> [Data lines]
(begin)

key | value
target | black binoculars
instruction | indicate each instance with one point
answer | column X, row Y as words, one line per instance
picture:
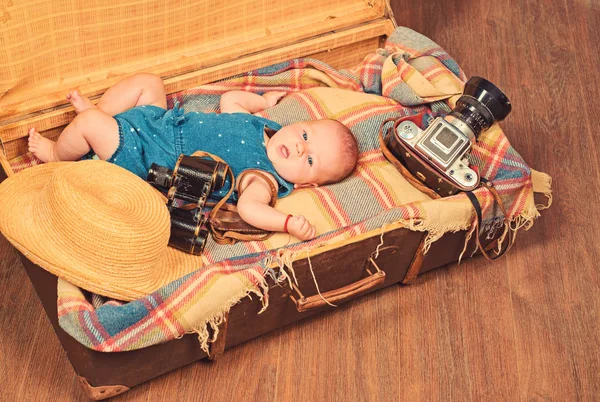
column 190, row 183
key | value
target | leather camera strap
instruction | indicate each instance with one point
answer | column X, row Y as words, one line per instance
column 237, row 229
column 224, row 223
column 477, row 206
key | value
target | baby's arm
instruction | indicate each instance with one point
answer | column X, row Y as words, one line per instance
column 248, row 102
column 253, row 206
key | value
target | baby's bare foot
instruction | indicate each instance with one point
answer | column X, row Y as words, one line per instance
column 41, row 147
column 79, row 102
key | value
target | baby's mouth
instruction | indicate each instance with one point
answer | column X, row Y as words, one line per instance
column 284, row 152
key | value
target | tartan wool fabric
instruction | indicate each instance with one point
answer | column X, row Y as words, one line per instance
column 410, row 75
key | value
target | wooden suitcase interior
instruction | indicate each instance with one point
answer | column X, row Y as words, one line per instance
column 340, row 33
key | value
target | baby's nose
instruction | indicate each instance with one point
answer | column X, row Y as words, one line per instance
column 300, row 148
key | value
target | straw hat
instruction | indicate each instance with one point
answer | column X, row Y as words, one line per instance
column 95, row 225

(end)

> [Description of the task]
Copy the lines word for word, starting with the very first line and stopping after the line that has "column 79, row 102". Include both of those lines, and leave the pictures out of your copy.

> [The reply]
key | value
target | black binoculars
instruction | indicate each instance with one point
answer | column X, row Y as words, one line per instance
picture:
column 190, row 183
key | value
target | leather camera strap
instruction | indicate each instance with one point
answer | column X, row Y as words, one line per instance
column 237, row 229
column 224, row 223
column 477, row 206
key | value
target | baby's arm
instruction | indicate each instance with one point
answer | column X, row Y as words, one line per instance
column 248, row 102
column 253, row 206
key | value
target | baby's bare foot
instruction | indicate each instance with one point
answer | column X, row Y as words, one line per instance
column 41, row 147
column 79, row 102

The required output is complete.